# start of Material to process
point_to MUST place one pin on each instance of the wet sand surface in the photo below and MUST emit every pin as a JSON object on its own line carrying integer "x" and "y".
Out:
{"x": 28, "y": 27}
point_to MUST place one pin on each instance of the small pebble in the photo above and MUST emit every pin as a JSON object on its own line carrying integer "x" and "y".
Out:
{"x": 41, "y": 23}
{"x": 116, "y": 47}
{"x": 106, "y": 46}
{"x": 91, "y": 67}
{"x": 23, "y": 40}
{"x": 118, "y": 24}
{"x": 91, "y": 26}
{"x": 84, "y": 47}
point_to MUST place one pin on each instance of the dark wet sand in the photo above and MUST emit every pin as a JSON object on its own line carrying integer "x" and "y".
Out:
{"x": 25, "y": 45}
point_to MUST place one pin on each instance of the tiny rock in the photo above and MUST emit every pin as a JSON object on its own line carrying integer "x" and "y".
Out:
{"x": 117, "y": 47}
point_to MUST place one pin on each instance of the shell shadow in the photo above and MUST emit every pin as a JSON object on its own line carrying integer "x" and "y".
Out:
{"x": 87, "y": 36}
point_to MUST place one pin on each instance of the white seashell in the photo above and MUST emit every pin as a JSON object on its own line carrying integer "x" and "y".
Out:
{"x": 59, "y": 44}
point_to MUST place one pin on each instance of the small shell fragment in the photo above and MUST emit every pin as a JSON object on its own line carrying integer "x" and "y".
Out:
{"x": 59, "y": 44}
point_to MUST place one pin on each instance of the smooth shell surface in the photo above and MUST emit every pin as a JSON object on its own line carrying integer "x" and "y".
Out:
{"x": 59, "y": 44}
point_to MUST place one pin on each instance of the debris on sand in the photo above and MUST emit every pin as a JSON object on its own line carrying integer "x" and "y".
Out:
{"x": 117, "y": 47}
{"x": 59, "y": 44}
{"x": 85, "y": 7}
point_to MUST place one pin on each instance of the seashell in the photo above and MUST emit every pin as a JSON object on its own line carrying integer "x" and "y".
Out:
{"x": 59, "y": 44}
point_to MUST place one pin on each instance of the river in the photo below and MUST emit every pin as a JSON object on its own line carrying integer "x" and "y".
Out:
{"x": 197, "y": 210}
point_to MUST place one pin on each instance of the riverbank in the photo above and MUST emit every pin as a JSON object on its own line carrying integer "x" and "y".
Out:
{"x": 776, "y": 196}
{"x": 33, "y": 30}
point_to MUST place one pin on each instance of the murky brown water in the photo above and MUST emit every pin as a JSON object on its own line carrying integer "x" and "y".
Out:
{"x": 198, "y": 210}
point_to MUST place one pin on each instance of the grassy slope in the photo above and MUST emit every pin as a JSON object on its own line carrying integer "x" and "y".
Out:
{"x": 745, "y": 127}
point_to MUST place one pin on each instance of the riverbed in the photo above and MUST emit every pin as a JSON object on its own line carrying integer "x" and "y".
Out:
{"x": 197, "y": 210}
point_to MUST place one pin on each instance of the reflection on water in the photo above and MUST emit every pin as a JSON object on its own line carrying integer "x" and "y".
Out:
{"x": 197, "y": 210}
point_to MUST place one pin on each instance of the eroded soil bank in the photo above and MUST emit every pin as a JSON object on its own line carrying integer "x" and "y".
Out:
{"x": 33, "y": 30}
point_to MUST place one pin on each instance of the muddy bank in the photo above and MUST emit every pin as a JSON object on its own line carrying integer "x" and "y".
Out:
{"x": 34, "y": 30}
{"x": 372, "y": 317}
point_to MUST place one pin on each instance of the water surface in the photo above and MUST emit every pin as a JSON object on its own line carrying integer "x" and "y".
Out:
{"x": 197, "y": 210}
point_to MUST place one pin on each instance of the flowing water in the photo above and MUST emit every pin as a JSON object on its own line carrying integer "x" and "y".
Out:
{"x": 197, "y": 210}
# end of Material to process
The problem
Quote exactly what appears from the line containing "point_to MUST place one pin on each instance of the riverbed" through the final line of the listing above, including both of those lines.

Solution to the exercise
point_to MUST place one pin on each instance of the riverbed in the photo above and MUST emit every pin as a JSON object on its own line carrying integer "x" and "y".
Out:
{"x": 197, "y": 210}
point_to MUST place one pin on each instance of the reflection on water in the photo above and MUST emit every pin as a JSON object on its own line carrying integer "x" and "y".
Out:
{"x": 197, "y": 210}
point_to MUST place one pin on each instance of the eroded soil bank in the photo above and MUST emit every pin as a JSON object on its own line carrying integer "x" and "y".
Out:
{"x": 33, "y": 30}
point_to MUST place one pin on each instance of the muddy bank in the photo above and MUST emit every pin as a JSON object on its own line carrying integer "x" and "y".
Out:
{"x": 34, "y": 30}
{"x": 372, "y": 317}
point_to MUST place one pin on each instance of the water surface in the photo above and MUST emit every pin as a JSON object on its own line carrying integer "x" and "y".
Out:
{"x": 197, "y": 210}
point_to MUST place one pin on each instance of the flowing water in the photo above and MUST emit every pin as a JSON object on its own line carrying integer "x" and "y".
Out:
{"x": 197, "y": 210}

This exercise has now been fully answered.